[Stored data entries]
⟨
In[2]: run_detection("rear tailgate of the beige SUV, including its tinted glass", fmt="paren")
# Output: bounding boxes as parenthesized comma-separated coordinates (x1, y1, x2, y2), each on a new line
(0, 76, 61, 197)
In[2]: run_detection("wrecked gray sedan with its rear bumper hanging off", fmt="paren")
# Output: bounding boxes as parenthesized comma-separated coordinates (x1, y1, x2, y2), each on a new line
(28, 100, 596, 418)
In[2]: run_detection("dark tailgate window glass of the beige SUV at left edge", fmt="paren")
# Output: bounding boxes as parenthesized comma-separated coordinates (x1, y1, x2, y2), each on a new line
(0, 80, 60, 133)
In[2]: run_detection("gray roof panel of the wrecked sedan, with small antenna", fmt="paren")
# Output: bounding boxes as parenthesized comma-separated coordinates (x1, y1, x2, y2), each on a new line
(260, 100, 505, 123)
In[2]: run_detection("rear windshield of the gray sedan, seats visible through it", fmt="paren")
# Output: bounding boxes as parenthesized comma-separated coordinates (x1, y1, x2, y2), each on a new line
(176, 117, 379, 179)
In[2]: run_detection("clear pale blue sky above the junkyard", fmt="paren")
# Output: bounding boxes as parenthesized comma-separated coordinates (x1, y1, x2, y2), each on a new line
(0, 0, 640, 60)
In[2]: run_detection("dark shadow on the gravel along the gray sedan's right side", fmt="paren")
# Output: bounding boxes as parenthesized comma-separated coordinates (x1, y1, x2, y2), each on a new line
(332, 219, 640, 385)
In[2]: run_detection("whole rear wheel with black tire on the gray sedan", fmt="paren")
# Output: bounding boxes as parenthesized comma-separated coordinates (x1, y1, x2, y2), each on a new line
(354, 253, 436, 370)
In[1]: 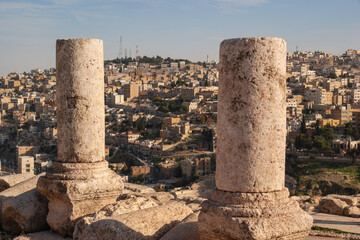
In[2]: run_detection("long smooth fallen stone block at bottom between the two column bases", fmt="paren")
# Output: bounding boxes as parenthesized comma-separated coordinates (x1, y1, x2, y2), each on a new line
(78, 202, 192, 240)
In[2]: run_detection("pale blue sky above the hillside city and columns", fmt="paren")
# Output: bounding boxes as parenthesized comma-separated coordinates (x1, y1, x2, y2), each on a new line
(0, 0, 360, 76)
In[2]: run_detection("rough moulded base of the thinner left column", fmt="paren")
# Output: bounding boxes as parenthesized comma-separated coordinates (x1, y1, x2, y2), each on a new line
(37, 161, 124, 236)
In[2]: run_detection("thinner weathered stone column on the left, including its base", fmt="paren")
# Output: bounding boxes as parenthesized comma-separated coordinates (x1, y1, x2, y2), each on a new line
(37, 39, 123, 236)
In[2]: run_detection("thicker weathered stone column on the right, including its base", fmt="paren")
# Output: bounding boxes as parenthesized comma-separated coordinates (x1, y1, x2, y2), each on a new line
(199, 37, 312, 239)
⟩
Set down the lines of the records exactly, from the first one through the line containing "gray sedan with", and add nothing else.

-- Task output --
In[2]: run_detection("rear tailgate of the beige SUV, including its tinted glass", fmt="paren")
# Output: bounding boxes as parenthesized comma-separated coordinates (x1, y1, x2, y2), each on a new line
(0, 76, 61, 197)
In[2]: run_detection("wrecked gray sedan with its rear bumper hanging off", fmt="paren")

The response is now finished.